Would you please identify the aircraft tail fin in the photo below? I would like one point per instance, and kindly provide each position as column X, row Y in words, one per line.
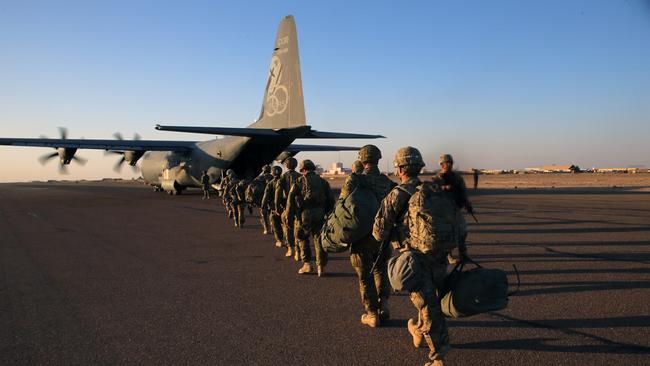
column 283, row 105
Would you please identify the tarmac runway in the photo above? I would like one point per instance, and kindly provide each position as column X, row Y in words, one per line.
column 108, row 273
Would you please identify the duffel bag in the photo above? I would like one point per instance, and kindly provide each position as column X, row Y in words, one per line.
column 475, row 291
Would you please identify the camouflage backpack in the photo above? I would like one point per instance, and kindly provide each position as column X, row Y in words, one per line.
column 255, row 191
column 313, row 189
column 431, row 219
column 350, row 220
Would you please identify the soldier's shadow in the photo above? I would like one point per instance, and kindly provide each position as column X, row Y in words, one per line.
column 339, row 274
column 394, row 323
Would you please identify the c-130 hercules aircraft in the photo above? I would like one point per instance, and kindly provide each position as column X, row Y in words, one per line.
column 175, row 165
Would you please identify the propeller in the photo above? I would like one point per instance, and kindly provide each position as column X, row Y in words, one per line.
column 65, row 154
column 129, row 156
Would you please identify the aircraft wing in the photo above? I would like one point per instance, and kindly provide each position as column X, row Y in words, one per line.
column 302, row 132
column 116, row 145
column 295, row 148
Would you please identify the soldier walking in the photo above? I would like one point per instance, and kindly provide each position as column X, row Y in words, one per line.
column 281, row 195
column 389, row 223
column 453, row 183
column 235, row 192
column 205, row 185
column 475, row 176
column 268, row 205
column 368, row 256
column 225, row 192
column 256, row 192
column 309, row 200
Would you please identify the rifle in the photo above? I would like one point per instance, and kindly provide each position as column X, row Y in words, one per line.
column 475, row 219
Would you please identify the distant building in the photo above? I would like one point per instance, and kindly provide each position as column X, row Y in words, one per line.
column 338, row 169
column 554, row 169
column 619, row 170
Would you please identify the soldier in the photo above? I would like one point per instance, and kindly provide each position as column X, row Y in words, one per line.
column 389, row 225
column 357, row 167
column 310, row 198
column 281, row 195
column 453, row 183
column 235, row 191
column 368, row 256
column 225, row 192
column 205, row 185
column 268, row 204
column 353, row 180
column 262, row 181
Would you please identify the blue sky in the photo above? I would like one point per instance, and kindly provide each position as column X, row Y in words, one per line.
column 498, row 84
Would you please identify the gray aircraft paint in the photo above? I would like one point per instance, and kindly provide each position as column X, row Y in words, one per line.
column 175, row 165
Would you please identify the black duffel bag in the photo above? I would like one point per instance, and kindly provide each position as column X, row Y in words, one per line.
column 475, row 291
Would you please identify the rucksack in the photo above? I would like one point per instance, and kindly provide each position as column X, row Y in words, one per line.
column 255, row 191
column 404, row 272
column 313, row 190
column 350, row 220
column 475, row 291
column 431, row 219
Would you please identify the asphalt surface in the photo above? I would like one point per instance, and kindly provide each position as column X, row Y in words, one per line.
column 117, row 274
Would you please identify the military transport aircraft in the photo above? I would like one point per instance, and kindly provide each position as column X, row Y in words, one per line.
column 175, row 165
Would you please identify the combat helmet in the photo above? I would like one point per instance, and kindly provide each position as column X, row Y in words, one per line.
column 357, row 167
column 409, row 157
column 291, row 163
column 369, row 154
column 307, row 165
column 445, row 158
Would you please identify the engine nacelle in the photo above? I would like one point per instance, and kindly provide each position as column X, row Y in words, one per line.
column 132, row 157
column 66, row 154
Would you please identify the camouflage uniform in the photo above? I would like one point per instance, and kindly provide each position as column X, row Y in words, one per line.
column 281, row 195
column 310, row 198
column 390, row 225
column 236, row 191
column 268, row 204
column 266, row 177
column 373, row 282
column 225, row 194
column 453, row 183
column 205, row 185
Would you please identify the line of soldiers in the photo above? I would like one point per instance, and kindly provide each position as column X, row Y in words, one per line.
column 294, row 207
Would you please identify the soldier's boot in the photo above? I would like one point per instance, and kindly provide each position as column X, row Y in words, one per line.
column 384, row 312
column 289, row 252
column 306, row 268
column 435, row 363
column 415, row 333
column 370, row 319
column 437, row 350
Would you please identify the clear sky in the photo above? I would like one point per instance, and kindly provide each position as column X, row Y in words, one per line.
column 498, row 84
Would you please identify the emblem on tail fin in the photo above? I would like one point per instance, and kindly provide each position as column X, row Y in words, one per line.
column 277, row 98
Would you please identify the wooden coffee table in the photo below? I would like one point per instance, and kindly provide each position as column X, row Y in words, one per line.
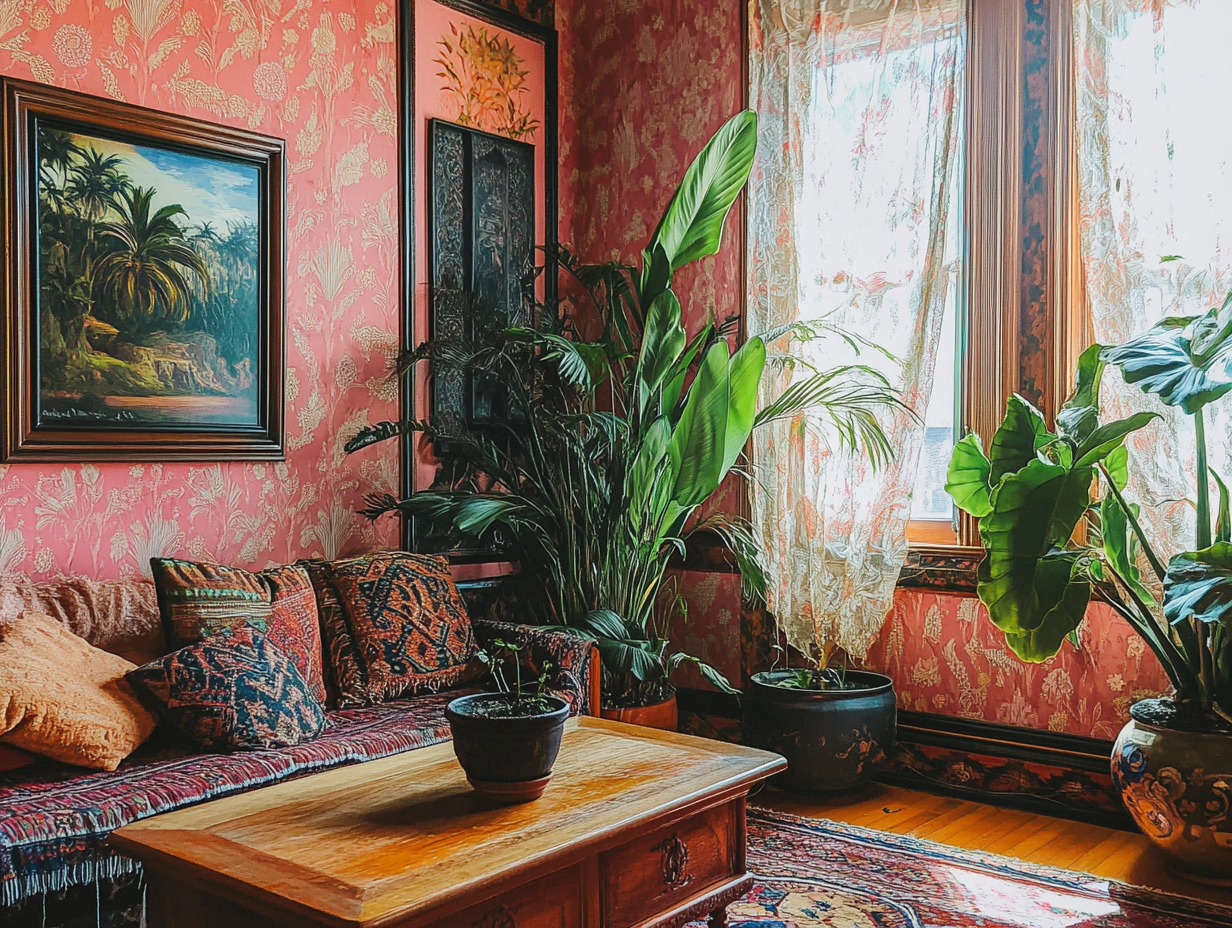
____
Every line from the one that holds "Would you please identify the line" to the end of the listing should be output exactly, with pictures left out, please.

§ **Written response**
Would you please identify the line of soldiers in the photo above? I would like one point per instance, and kindly provide each position as column X, row Y in words, one per line.
column 294, row 207
Would you please identify the soldier's boot in the photo above? I would like one point per instance, and kindly provide each position as column X, row Y in words, one per line.
column 384, row 312
column 289, row 252
column 306, row 268
column 435, row 363
column 415, row 333
column 370, row 319
column 437, row 350
Would you please identify the clear sky in the photo above? I would like one point per instance, and kindly provide each position as column X, row Y in words, one per line.
column 498, row 84
Would you please identify the emblem on tail fin in the photo above? I would like one point per instance, and kindly provide each position as column X, row Y in words, one per line.
column 277, row 98
Would you please identify the wooden coffee table in the photo below? I would like one point per instance, and kindly provide each position as column X, row Y in words, one per line.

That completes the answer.